Main Article Content
Volatile organic compounds (VOCs) and Semi-Volatile Organic Compounds (SVOCs) arise from the chemicals used in the various stages of the leather manufacturing process. An important aim of the tanning industry is to minimize or eliminate VOCs and SVOCs, without lowering the quality of leather.
This paper shows the development of a new headspace-solid phase micro extraction coupled with gas chromatography–mass spectrometry (HS-SPME/GC-MS) method for the identification of VOCs and SVOCs emitted by newly designed polymers for the leather finishing operation. These new polymers are polyurethane resins designed to reduce the VOC and SVOC concentration. This method enables a simple and fast determination of the qualitative and semi-quantitative content of VOCs and SVOCs in polyurethane-type finishing resins. The chemicals that are of concern in this paper are the following: Dipropylene glycol Monomethyl Ether (DPGME), DBE-3 (a mixture of dibasic esters) and Triethylamine (TEA). The test conditions that have been determined to carry out the HS-SPME assay are the following: incubation time (2 hours), extraction temperature and time (40°C; 5 minutes) and the desorption conditions (280°C, 50 seconds).
Ten samples of laboratory scale resins were tested by HS-SPME followed by gas chromatography (GC-MS). DPGME and DBE-3 (a mixture of dimethyl adipate, dimethyl glutarate and dimethyl succinate) have been identified effectively. The compounds are identified by a quantitative method using external calibration curves for the target compounds. The technique is not effective to determine the TEA compound, since the chromatograms shown poor resolution peaks for the standard.

Task objective
Quote the passage on VOC testing of leather finishing resins between "Main Article Content" and "quality of leather.", inclusive.

(Stored data entries)

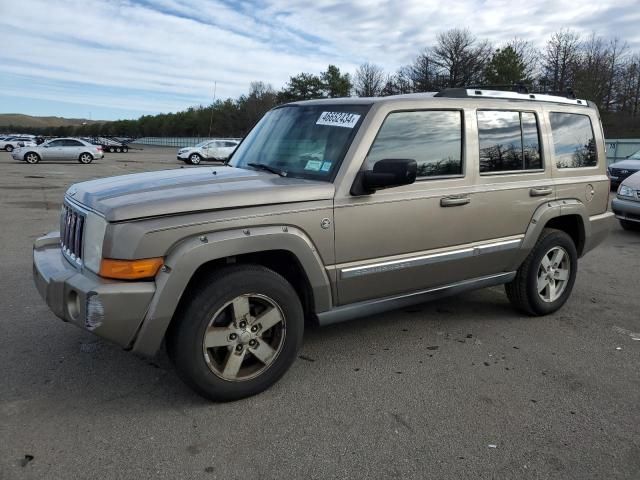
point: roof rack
(569, 98)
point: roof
(452, 93)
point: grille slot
(72, 229)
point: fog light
(95, 312)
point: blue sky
(109, 59)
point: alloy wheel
(244, 337)
(553, 274)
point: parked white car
(219, 150)
(11, 143)
(59, 149)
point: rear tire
(32, 158)
(85, 158)
(224, 309)
(545, 279)
(627, 225)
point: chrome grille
(71, 231)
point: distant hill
(28, 121)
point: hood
(188, 190)
(633, 181)
(626, 164)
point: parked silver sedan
(60, 149)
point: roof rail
(569, 98)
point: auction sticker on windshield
(338, 119)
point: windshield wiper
(268, 168)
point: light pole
(215, 84)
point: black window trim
(593, 133)
(463, 133)
(529, 171)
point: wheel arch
(286, 250)
(570, 216)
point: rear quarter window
(574, 144)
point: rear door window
(509, 141)
(574, 143)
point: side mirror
(387, 173)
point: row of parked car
(30, 151)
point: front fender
(188, 255)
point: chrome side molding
(430, 258)
(372, 307)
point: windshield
(304, 141)
(635, 156)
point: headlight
(94, 230)
(625, 191)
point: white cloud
(150, 50)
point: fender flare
(542, 215)
(191, 253)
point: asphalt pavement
(459, 388)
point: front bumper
(626, 209)
(111, 309)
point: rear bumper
(600, 227)
(110, 309)
(626, 209)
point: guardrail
(176, 141)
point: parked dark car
(619, 171)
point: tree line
(604, 70)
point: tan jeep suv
(327, 211)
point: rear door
(513, 180)
(53, 150)
(72, 149)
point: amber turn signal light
(130, 269)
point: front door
(412, 237)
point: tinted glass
(307, 141)
(432, 138)
(509, 141)
(530, 141)
(573, 142)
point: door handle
(454, 201)
(540, 192)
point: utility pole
(215, 84)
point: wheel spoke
(542, 283)
(240, 308)
(562, 274)
(217, 337)
(263, 352)
(546, 263)
(551, 292)
(269, 318)
(233, 364)
(558, 255)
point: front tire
(545, 279)
(85, 158)
(237, 333)
(32, 158)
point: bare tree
(560, 60)
(461, 57)
(529, 55)
(369, 80)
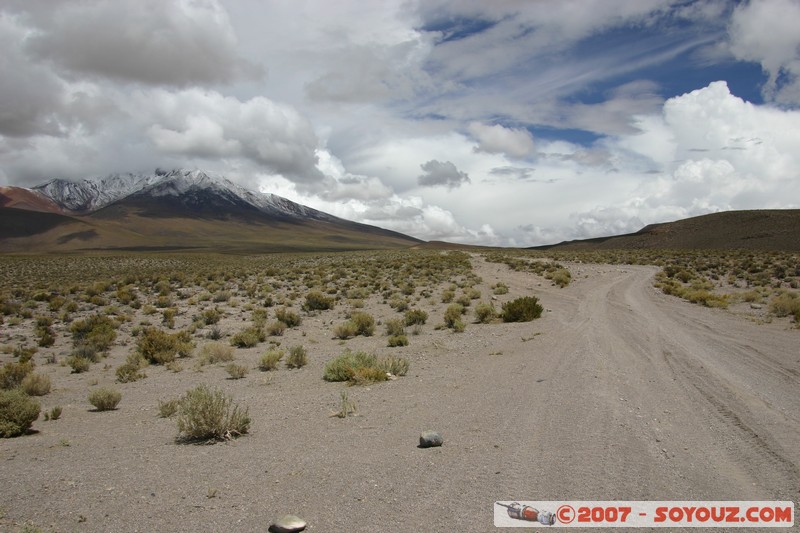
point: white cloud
(208, 125)
(497, 139)
(156, 42)
(766, 32)
(441, 173)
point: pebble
(429, 439)
(288, 524)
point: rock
(429, 439)
(288, 524)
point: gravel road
(617, 393)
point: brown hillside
(773, 229)
(23, 231)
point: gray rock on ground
(288, 524)
(429, 439)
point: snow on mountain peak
(89, 195)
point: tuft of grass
(216, 352)
(12, 374)
(298, 357)
(18, 411)
(168, 408)
(131, 369)
(347, 406)
(485, 312)
(316, 301)
(105, 399)
(270, 360)
(36, 384)
(414, 317)
(206, 414)
(248, 337)
(522, 309)
(397, 340)
(159, 347)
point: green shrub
(248, 337)
(12, 374)
(270, 360)
(131, 369)
(522, 309)
(342, 368)
(276, 328)
(36, 384)
(159, 347)
(18, 411)
(105, 399)
(485, 312)
(365, 324)
(168, 408)
(216, 352)
(79, 364)
(298, 357)
(397, 340)
(236, 371)
(413, 317)
(288, 317)
(500, 288)
(316, 301)
(97, 331)
(211, 316)
(397, 366)
(345, 330)
(365, 375)
(209, 414)
(395, 327)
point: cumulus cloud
(766, 32)
(208, 125)
(497, 139)
(441, 173)
(155, 42)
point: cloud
(441, 173)
(32, 96)
(155, 42)
(497, 139)
(208, 125)
(766, 32)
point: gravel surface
(617, 393)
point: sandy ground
(617, 393)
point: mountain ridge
(170, 210)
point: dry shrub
(18, 411)
(36, 384)
(216, 352)
(105, 399)
(208, 414)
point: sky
(503, 123)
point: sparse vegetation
(105, 399)
(270, 360)
(298, 357)
(18, 411)
(206, 414)
(522, 309)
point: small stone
(288, 524)
(429, 439)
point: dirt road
(618, 393)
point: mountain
(768, 229)
(173, 210)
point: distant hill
(772, 229)
(173, 210)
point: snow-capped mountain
(192, 188)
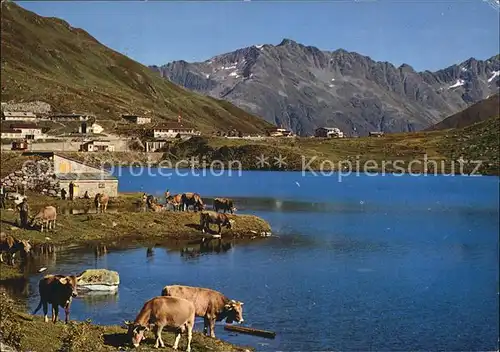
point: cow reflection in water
(97, 298)
(206, 246)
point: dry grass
(31, 333)
(126, 224)
(46, 59)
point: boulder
(99, 280)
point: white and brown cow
(211, 305)
(211, 217)
(11, 245)
(224, 204)
(47, 217)
(192, 199)
(58, 290)
(101, 202)
(170, 313)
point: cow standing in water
(11, 246)
(47, 216)
(58, 290)
(101, 202)
(211, 217)
(175, 201)
(209, 304)
(194, 199)
(224, 204)
(175, 314)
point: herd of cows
(183, 201)
(176, 308)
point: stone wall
(37, 107)
(63, 165)
(110, 187)
(34, 175)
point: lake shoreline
(30, 333)
(123, 226)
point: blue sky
(426, 34)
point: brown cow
(11, 246)
(175, 201)
(224, 204)
(176, 314)
(47, 216)
(151, 200)
(194, 199)
(157, 207)
(211, 217)
(58, 290)
(209, 304)
(101, 202)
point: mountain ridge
(46, 59)
(302, 87)
(478, 112)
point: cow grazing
(46, 217)
(174, 314)
(11, 246)
(194, 199)
(211, 305)
(224, 204)
(157, 207)
(101, 202)
(58, 290)
(175, 201)
(150, 201)
(211, 217)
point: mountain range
(302, 87)
(46, 59)
(478, 112)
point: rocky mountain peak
(302, 87)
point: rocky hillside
(302, 87)
(46, 59)
(478, 112)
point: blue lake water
(369, 263)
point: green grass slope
(478, 112)
(46, 59)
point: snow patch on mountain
(460, 82)
(495, 74)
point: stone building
(49, 172)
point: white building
(97, 146)
(139, 120)
(9, 133)
(329, 132)
(93, 128)
(19, 116)
(174, 130)
(26, 131)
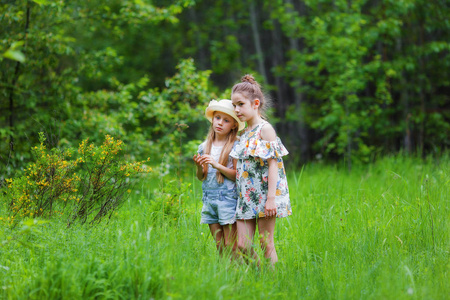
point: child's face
(223, 123)
(244, 108)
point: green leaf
(14, 55)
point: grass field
(381, 231)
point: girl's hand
(196, 159)
(270, 209)
(207, 159)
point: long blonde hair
(223, 159)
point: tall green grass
(380, 231)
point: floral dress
(252, 175)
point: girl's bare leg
(230, 238)
(266, 227)
(246, 232)
(217, 233)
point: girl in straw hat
(217, 170)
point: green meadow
(380, 231)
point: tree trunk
(11, 89)
(257, 41)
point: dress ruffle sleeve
(259, 148)
(267, 149)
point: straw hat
(224, 106)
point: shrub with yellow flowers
(84, 188)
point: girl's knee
(242, 245)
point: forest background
(348, 79)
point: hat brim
(209, 113)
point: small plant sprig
(90, 187)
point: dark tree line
(349, 79)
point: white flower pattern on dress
(252, 175)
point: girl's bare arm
(227, 172)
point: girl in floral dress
(218, 172)
(263, 193)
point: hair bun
(249, 78)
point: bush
(87, 188)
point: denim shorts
(219, 206)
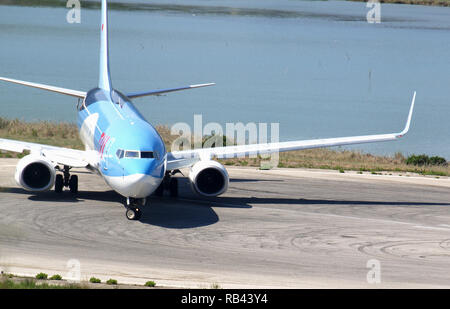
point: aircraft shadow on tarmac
(190, 210)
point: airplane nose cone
(135, 185)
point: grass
(41, 276)
(94, 280)
(111, 282)
(151, 284)
(55, 277)
(29, 283)
(66, 135)
(414, 2)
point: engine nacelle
(209, 178)
(35, 173)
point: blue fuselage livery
(131, 154)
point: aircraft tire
(173, 187)
(59, 183)
(73, 184)
(133, 213)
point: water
(316, 67)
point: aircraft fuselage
(131, 155)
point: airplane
(127, 151)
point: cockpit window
(147, 155)
(132, 154)
(119, 153)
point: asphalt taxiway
(283, 228)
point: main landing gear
(66, 180)
(133, 206)
(169, 184)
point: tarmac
(280, 228)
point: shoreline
(66, 135)
(441, 3)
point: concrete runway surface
(284, 228)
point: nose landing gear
(133, 206)
(66, 180)
(169, 184)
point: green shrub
(111, 282)
(421, 160)
(55, 277)
(438, 161)
(41, 276)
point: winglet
(408, 122)
(105, 77)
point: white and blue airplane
(127, 151)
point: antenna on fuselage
(105, 77)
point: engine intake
(35, 173)
(209, 178)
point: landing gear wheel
(73, 184)
(160, 190)
(59, 183)
(133, 213)
(173, 187)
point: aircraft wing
(58, 155)
(186, 158)
(162, 91)
(74, 93)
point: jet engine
(209, 178)
(35, 173)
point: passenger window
(147, 155)
(132, 154)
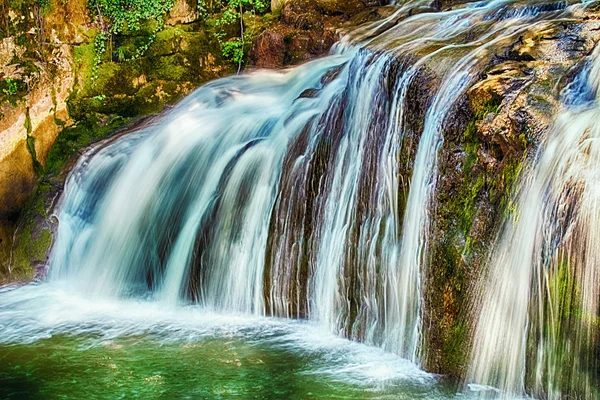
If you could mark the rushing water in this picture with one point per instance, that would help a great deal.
(278, 195)
(544, 282)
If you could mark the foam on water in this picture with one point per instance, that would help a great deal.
(35, 312)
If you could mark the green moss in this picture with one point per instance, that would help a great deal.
(73, 138)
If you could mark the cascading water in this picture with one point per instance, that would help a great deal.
(540, 303)
(289, 194)
(301, 167)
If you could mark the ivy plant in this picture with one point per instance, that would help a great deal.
(233, 12)
(126, 16)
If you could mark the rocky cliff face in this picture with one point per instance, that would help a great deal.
(492, 131)
(56, 94)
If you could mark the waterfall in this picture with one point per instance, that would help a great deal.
(287, 193)
(540, 308)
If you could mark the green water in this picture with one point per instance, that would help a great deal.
(137, 367)
(56, 345)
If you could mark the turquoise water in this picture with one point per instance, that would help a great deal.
(58, 345)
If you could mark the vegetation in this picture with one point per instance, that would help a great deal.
(235, 48)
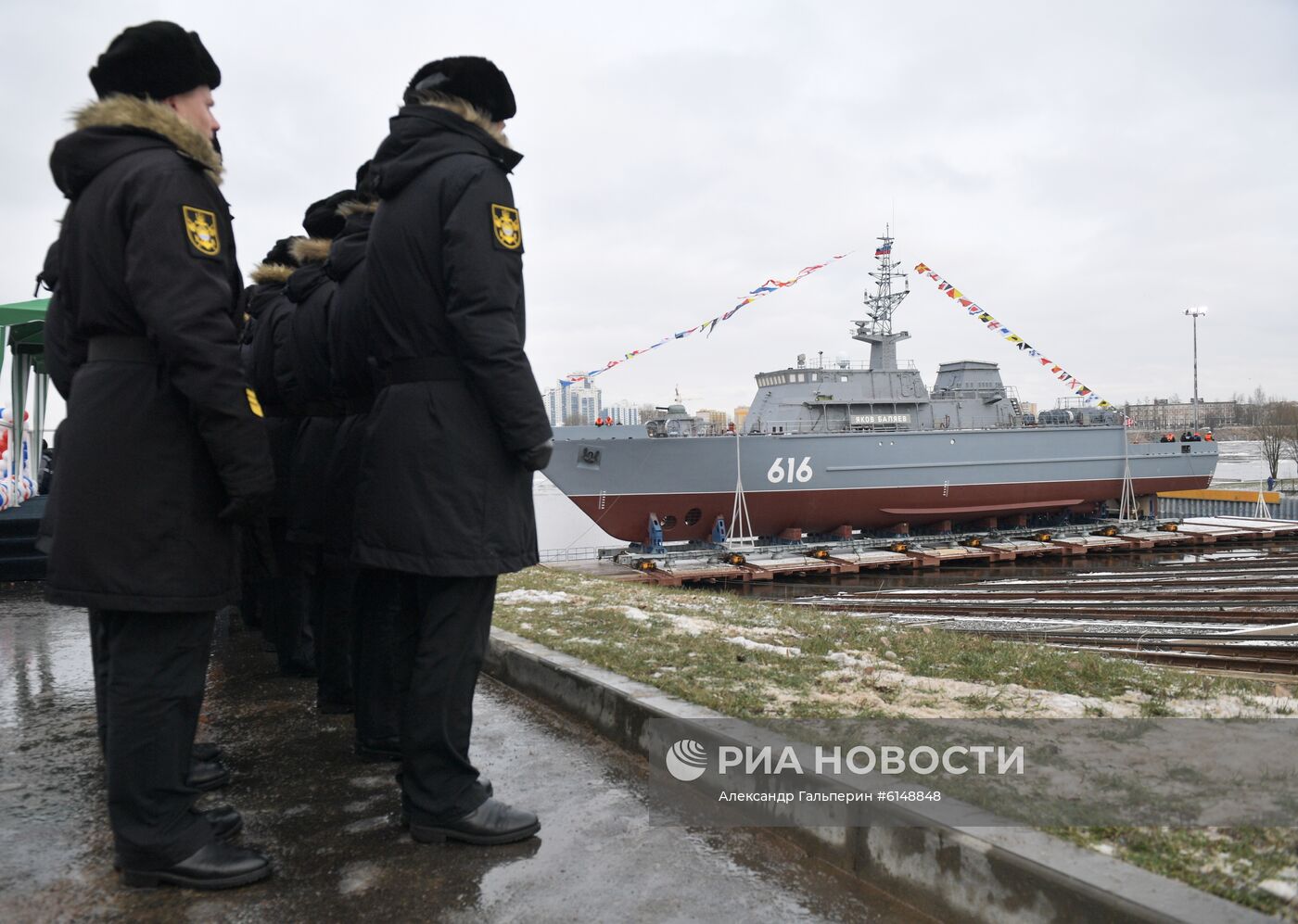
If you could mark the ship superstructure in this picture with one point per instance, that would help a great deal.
(833, 447)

Output
Main Article Content
Volatile organic compounds (VOCs) and Semi-Volatile Organic Compounds (SVOCs) arise from the chemicals used in the various stages of the leather manufacturing process. An important aim of the tanning industry is to minimize or eliminate VOCs and SVOCs, without lowering the quality of leather.